▶ [Natural language region descriptions]:
__________________________________________________

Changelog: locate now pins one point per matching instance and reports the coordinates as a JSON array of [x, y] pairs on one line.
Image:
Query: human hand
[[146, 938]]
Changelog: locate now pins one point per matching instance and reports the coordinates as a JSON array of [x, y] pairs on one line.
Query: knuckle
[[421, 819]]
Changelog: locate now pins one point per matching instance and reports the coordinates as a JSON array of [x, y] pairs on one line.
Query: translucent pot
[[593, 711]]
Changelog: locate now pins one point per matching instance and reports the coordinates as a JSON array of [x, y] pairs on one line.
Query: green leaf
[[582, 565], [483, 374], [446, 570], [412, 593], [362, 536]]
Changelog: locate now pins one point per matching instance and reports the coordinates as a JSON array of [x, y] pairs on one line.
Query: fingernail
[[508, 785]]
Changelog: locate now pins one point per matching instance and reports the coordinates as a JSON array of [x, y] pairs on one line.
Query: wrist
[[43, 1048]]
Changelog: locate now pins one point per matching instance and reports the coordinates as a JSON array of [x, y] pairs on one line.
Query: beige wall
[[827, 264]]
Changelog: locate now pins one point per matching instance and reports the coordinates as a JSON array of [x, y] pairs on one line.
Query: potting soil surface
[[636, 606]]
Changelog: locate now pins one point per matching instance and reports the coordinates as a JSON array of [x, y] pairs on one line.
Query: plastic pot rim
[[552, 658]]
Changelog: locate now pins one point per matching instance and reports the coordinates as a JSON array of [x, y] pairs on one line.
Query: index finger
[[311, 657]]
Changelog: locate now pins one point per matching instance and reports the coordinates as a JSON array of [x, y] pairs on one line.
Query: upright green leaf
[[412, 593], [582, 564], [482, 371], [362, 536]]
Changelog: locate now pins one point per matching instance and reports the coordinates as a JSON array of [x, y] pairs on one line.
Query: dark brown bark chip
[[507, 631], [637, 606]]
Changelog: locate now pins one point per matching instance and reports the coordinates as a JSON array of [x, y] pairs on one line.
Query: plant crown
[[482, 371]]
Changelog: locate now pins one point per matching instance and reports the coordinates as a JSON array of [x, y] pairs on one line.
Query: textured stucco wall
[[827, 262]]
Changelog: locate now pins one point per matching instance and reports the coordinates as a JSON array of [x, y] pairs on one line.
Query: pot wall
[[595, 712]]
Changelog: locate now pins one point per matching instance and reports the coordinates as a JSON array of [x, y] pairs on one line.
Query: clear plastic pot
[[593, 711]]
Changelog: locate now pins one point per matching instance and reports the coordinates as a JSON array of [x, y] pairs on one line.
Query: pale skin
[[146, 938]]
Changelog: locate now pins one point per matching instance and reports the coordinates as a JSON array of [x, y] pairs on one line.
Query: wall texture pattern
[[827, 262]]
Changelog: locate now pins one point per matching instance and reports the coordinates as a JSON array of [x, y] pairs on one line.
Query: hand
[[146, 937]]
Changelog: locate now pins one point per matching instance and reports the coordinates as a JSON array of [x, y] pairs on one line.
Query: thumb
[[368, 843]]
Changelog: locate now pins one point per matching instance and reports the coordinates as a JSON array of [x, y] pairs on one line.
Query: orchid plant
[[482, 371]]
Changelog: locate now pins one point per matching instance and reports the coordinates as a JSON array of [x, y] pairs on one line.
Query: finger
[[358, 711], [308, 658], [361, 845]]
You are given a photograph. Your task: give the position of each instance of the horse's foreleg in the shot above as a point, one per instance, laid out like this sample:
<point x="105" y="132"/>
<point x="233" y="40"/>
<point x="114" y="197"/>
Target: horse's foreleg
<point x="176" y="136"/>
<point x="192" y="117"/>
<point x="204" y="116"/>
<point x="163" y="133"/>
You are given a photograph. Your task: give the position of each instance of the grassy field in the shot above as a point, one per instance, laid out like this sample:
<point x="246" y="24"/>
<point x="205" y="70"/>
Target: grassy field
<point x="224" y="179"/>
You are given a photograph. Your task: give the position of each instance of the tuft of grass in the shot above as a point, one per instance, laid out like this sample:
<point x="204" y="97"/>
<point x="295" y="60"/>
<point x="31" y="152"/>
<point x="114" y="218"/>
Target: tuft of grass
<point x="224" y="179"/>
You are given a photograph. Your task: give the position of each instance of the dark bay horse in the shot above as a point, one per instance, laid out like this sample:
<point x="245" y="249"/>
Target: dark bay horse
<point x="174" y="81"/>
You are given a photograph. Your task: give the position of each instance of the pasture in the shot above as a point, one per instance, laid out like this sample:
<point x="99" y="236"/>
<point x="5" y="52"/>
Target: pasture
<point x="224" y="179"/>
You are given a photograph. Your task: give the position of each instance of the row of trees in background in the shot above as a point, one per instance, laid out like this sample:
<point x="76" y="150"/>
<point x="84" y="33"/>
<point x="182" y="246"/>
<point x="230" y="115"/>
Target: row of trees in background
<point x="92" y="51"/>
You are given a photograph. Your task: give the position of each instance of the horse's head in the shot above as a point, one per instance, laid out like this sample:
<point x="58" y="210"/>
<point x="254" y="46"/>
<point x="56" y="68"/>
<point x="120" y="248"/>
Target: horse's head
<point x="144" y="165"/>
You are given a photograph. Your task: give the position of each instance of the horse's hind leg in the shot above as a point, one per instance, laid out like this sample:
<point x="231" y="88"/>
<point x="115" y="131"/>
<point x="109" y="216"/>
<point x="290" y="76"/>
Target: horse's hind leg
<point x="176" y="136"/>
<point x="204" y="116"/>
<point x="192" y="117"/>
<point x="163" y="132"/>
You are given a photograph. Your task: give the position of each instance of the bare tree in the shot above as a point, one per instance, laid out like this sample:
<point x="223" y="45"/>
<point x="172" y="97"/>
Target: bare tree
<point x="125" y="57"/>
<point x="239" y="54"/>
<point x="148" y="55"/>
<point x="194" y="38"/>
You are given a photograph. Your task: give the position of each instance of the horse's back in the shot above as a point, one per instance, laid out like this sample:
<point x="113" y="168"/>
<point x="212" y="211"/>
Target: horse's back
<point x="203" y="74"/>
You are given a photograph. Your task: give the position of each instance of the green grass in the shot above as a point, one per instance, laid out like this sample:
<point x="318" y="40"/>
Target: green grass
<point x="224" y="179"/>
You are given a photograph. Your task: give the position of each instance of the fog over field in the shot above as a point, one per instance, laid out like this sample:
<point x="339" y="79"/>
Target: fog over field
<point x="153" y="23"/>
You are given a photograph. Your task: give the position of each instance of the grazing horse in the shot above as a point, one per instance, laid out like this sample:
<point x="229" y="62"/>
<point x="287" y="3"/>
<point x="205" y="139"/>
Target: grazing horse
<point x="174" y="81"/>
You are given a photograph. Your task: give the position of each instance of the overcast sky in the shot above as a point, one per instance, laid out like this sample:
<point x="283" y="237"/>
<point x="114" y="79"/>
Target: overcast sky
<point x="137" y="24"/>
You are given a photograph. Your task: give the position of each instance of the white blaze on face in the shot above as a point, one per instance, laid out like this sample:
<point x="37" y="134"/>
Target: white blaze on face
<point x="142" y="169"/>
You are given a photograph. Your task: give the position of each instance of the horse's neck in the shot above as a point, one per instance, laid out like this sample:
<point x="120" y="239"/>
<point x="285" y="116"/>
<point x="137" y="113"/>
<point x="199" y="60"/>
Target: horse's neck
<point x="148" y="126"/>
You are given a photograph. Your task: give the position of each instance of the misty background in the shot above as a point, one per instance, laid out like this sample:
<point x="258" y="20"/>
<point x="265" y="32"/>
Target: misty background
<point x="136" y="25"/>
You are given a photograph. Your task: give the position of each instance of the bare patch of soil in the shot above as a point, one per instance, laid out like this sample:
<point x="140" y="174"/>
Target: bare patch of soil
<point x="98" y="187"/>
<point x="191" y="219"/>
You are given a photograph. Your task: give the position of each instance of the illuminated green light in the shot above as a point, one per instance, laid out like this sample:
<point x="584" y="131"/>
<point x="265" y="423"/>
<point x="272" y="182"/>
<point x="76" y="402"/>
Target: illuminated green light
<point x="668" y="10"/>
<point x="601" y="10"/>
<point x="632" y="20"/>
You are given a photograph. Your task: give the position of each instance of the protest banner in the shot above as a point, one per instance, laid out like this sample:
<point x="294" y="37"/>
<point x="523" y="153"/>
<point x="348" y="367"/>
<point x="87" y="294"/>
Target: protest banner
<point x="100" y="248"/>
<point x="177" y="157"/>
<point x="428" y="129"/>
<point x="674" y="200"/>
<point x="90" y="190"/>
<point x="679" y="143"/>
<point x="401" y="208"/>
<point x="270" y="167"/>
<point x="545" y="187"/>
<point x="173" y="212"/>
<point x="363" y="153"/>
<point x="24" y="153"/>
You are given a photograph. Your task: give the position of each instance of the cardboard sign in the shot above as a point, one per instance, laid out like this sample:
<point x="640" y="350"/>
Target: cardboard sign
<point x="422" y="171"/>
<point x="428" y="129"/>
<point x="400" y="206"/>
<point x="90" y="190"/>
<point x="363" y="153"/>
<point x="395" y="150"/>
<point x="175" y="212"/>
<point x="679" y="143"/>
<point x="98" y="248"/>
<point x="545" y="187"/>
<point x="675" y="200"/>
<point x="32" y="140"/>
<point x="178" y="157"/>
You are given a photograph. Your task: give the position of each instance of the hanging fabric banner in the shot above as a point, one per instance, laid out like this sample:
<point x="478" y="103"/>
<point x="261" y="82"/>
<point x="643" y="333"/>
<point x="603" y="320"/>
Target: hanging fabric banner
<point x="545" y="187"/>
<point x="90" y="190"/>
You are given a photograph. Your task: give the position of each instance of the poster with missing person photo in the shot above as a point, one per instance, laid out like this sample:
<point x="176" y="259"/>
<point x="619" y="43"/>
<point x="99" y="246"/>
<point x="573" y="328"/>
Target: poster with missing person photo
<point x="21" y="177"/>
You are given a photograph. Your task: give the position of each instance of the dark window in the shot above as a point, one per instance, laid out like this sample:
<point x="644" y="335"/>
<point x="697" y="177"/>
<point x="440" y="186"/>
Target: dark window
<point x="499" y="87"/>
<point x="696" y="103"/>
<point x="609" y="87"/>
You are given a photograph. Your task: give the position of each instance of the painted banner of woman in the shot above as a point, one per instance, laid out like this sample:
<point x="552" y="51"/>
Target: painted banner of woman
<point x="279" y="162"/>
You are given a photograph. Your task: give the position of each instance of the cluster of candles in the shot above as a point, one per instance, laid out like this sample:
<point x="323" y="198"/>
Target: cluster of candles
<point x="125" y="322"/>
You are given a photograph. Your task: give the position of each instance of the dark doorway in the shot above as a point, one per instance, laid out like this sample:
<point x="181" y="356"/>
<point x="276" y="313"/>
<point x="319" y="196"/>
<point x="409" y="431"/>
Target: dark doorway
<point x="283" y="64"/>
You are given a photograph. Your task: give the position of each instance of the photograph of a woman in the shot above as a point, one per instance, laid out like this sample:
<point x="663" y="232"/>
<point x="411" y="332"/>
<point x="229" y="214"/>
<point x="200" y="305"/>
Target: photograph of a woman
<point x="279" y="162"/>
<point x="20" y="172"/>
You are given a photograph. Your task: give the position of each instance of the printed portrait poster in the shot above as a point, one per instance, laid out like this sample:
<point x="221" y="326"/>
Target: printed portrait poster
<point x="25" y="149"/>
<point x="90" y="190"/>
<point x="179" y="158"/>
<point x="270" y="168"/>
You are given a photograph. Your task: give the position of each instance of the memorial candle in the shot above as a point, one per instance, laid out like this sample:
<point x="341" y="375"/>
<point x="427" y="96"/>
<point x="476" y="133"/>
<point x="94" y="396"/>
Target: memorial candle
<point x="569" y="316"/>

__________________________________________________

▶ [WHAT IS REQUIRED]:
All lines from the one with "Target: printed portrait poster" through the end of the records need to be copied exactly, and no other lines.

▶ [SOLUTION TO THIS TASK]:
Target: printed portrait poster
<point x="25" y="149"/>
<point x="90" y="190"/>
<point x="179" y="158"/>
<point x="270" y="168"/>
You are given a photograph. Your task: give the position of each instance of the memorial candle in the shot above as a point, one per instance, laid out like this sample:
<point x="341" y="375"/>
<point x="427" y="96"/>
<point x="476" y="133"/>
<point x="94" y="396"/>
Target: memorial candle
<point x="569" y="316"/>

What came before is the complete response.